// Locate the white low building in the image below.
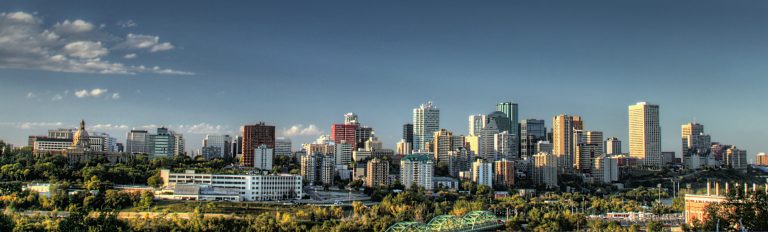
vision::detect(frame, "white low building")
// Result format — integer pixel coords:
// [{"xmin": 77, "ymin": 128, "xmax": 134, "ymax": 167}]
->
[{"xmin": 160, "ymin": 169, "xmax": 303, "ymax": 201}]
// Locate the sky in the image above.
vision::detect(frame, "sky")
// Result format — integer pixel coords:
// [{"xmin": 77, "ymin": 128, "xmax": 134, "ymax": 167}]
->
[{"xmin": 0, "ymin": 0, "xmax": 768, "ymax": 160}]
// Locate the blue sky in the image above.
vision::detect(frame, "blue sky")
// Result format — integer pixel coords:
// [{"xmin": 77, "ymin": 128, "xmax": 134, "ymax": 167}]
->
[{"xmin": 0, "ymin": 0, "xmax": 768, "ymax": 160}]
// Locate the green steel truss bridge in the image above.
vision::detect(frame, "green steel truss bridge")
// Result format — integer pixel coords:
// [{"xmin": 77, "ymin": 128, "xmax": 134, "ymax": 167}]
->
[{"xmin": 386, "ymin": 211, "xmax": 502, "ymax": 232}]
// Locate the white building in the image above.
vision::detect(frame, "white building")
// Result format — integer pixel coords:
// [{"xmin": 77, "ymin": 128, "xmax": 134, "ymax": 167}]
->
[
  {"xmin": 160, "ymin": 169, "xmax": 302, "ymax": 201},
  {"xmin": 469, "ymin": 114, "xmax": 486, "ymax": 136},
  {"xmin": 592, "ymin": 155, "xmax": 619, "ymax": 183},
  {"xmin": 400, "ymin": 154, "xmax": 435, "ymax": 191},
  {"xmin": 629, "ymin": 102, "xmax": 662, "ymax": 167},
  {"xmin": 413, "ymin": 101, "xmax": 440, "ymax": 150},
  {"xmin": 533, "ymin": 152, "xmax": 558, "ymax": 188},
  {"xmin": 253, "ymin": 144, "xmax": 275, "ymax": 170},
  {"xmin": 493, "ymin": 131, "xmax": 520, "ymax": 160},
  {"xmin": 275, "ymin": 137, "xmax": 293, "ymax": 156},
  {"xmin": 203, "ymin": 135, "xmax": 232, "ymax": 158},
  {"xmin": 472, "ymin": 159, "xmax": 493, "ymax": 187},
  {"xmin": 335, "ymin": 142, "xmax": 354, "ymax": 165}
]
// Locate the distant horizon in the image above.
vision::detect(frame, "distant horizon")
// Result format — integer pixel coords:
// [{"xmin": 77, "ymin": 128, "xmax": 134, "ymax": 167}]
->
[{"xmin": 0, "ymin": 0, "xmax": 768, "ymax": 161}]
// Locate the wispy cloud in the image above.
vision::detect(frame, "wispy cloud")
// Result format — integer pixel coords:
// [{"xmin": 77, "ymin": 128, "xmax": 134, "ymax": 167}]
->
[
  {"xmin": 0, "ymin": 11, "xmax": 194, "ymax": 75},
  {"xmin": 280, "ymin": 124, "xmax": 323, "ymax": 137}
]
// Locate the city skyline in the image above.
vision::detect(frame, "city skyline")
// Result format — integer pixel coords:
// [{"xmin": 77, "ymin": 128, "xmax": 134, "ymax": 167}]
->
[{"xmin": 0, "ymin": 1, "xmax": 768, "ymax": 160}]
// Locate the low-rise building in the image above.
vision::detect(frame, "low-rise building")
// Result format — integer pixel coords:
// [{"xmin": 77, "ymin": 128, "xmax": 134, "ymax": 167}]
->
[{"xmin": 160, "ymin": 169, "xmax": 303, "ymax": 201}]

++++++++++++++++++++

• _WHAT IS REQUIRED_: Rewrite all the lines above, changing every "Locate" to "Find" and leaving everything else as it is. Omit the pictures from your answer.

• _TASK OUTPUT_:
// Find the white low building in the image below.
vision::detect(frame, "white low building")
// Result format — integer pixel coords:
// [{"xmin": 77, "ymin": 128, "xmax": 134, "ymax": 167}]
->
[{"xmin": 160, "ymin": 169, "xmax": 303, "ymax": 201}]
// Find the sky in the image above.
vision::detect(frame, "sky")
// Result format — integer pixel coords:
// [{"xmin": 77, "ymin": 128, "xmax": 134, "ymax": 167}]
->
[{"xmin": 0, "ymin": 0, "xmax": 768, "ymax": 160}]
// Find the blue sky in the image above.
vision::detect(frame, "blue sky")
// Result format — integer pixel coords:
// [{"xmin": 77, "ymin": 128, "xmax": 134, "ymax": 167}]
->
[{"xmin": 0, "ymin": 0, "xmax": 768, "ymax": 160}]
// Find the green steel truss bridge in the image above.
vision::detect(frame, "green steel truss bridge")
// Result format — integer pixel coords:
// [{"xmin": 77, "ymin": 128, "xmax": 134, "ymax": 167}]
->
[{"xmin": 386, "ymin": 211, "xmax": 502, "ymax": 232}]
// Find the white building in the image above.
vision::detect(frame, "white building")
// Result format — integer pixel coords:
// [{"xmin": 77, "ymin": 128, "xmax": 134, "ymax": 167}]
->
[
  {"xmin": 160, "ymin": 169, "xmax": 302, "ymax": 201},
  {"xmin": 469, "ymin": 114, "xmax": 486, "ymax": 136},
  {"xmin": 592, "ymin": 155, "xmax": 619, "ymax": 183},
  {"xmin": 400, "ymin": 154, "xmax": 435, "ymax": 191},
  {"xmin": 629, "ymin": 102, "xmax": 662, "ymax": 167},
  {"xmin": 413, "ymin": 101, "xmax": 440, "ymax": 150},
  {"xmin": 533, "ymin": 152, "xmax": 558, "ymax": 188},
  {"xmin": 253, "ymin": 144, "xmax": 275, "ymax": 170},
  {"xmin": 493, "ymin": 131, "xmax": 520, "ymax": 160},
  {"xmin": 275, "ymin": 137, "xmax": 293, "ymax": 156},
  {"xmin": 203, "ymin": 135, "xmax": 232, "ymax": 158},
  {"xmin": 472, "ymin": 159, "xmax": 493, "ymax": 187},
  {"xmin": 335, "ymin": 142, "xmax": 354, "ymax": 165}
]
// Find the distant horizon in the image above.
vision::detect(frame, "distant horizon")
// Result format — integer pixel coords:
// [{"xmin": 77, "ymin": 128, "xmax": 134, "ymax": 167}]
->
[{"xmin": 0, "ymin": 0, "xmax": 768, "ymax": 161}]
// Find the wispy cloud in the image above.
vision::detect(frame, "wispy cloud")
// Result format — integer pixel coords:
// [{"xmin": 77, "ymin": 128, "xmax": 134, "ymax": 167}]
->
[
  {"xmin": 0, "ymin": 11, "xmax": 194, "ymax": 75},
  {"xmin": 280, "ymin": 124, "xmax": 323, "ymax": 137}
]
// Find the city skyline in the image above.
vision::detect(frame, "city skyline")
// Result format — integer pixel coords:
// [{"xmin": 77, "ymin": 128, "xmax": 134, "ymax": 167}]
->
[{"xmin": 0, "ymin": 1, "xmax": 768, "ymax": 160}]
// Find the low-rise building in the image above.
vision::detect(frame, "low-rise building")
// Result format — integer pixel coords:
// [{"xmin": 77, "ymin": 128, "xmax": 134, "ymax": 167}]
->
[{"xmin": 160, "ymin": 169, "xmax": 303, "ymax": 201}]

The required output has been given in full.